- Prompt
Render the items as a numbered list, from the line containing "Expected behaviour: for every instance of the bush, pick" through the end of the items, leaving out any blank lines.

### Provided material

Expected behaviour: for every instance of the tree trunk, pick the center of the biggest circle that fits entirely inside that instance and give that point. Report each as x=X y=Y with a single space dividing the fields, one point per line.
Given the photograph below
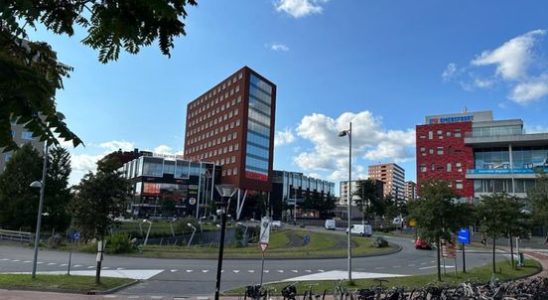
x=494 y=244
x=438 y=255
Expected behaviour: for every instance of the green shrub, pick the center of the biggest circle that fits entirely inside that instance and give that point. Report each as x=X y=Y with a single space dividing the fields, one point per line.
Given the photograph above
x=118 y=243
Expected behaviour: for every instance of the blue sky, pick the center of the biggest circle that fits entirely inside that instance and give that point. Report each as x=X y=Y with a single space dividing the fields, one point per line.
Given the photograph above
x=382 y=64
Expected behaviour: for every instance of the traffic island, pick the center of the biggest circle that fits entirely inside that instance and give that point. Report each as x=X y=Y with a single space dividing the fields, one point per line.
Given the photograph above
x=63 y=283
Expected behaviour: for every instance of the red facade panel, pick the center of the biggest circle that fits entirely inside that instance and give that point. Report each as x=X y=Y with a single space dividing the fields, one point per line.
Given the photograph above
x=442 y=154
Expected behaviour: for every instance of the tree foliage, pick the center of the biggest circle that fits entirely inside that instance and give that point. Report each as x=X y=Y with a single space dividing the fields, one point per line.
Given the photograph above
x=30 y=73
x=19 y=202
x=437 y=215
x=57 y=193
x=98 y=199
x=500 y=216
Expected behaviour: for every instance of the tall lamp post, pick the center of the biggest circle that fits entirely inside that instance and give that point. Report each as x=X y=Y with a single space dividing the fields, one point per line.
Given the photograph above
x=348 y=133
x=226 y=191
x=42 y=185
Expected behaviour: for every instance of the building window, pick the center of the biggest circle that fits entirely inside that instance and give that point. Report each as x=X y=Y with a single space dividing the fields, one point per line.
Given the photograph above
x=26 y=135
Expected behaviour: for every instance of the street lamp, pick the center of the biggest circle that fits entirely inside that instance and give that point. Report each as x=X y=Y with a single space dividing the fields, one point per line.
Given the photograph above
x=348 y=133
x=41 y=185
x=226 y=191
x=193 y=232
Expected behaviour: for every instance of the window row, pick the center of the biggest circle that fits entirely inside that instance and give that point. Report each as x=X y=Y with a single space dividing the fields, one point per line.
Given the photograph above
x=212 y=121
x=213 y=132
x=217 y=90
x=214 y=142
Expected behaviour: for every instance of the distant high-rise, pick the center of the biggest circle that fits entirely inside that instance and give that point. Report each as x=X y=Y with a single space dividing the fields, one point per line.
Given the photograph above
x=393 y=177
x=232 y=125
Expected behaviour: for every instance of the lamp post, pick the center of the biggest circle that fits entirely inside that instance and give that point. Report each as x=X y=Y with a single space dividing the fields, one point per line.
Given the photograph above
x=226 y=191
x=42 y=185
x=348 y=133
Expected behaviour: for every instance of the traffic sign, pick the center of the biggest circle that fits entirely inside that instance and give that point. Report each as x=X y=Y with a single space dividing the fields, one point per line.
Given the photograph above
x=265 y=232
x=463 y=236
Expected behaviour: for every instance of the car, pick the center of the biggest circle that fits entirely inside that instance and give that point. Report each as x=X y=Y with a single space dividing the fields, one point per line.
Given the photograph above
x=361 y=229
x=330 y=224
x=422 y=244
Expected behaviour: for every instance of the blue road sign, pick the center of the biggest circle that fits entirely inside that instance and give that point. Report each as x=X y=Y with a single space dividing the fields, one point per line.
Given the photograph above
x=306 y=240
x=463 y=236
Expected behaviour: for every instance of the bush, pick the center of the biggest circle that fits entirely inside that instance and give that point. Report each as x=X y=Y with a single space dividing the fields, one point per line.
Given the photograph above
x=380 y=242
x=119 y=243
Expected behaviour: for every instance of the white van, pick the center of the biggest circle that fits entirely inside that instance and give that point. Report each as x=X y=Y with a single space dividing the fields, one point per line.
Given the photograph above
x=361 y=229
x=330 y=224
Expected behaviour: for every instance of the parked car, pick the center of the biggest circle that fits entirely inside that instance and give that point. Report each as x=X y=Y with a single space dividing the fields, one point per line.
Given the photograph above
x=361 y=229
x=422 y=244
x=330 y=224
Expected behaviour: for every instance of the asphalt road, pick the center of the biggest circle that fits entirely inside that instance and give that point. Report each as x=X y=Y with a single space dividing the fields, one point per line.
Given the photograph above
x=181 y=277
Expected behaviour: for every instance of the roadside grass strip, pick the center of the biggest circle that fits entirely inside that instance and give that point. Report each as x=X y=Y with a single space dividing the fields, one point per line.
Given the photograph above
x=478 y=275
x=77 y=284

######

- Task answer
1. Expected behaviour: for every instance of the bush, pick the center of the biggest circle that fits entirely inside that instance and give that point. Report each as x=X y=Y with a single space dividing the fields, one point per line.
2. Given the photograph above
3. x=380 y=242
4. x=119 y=243
5. Expected behaviour: for every instance of the white van, pick the center of the biggest circle that fits entirely inside that instance and give that point. Report each as x=X y=Y with a single space dividing the fields, one point per line.
6. Given the photograph above
7. x=361 y=229
8. x=330 y=224
9. Expected behaviour: for every instance of the parked car, pick the center of the biggest circle that fits entirely inside that instance and give that point. Report each as x=X y=Y with a single space dividing the fields, one point per line.
10. Given the photograph above
11. x=361 y=229
12. x=422 y=244
13. x=330 y=224
14. Expected behaviour: for every instance of the asphalt road, pick the center of the biggest circle that fits entirely inside that instance and give that point. Report each as x=X y=Y with a single space dividing the fields, one point per line.
15. Given the photograph above
16. x=181 y=277
17. Expected behaviour: for every instance of the roadside grass strip, pick the center of the biggest circle that fits entirely inside that instance and give that point. Report each as x=X y=Y with a single space dividing the fields, one point per line.
18. Given the photograph above
19. x=478 y=275
20. x=77 y=284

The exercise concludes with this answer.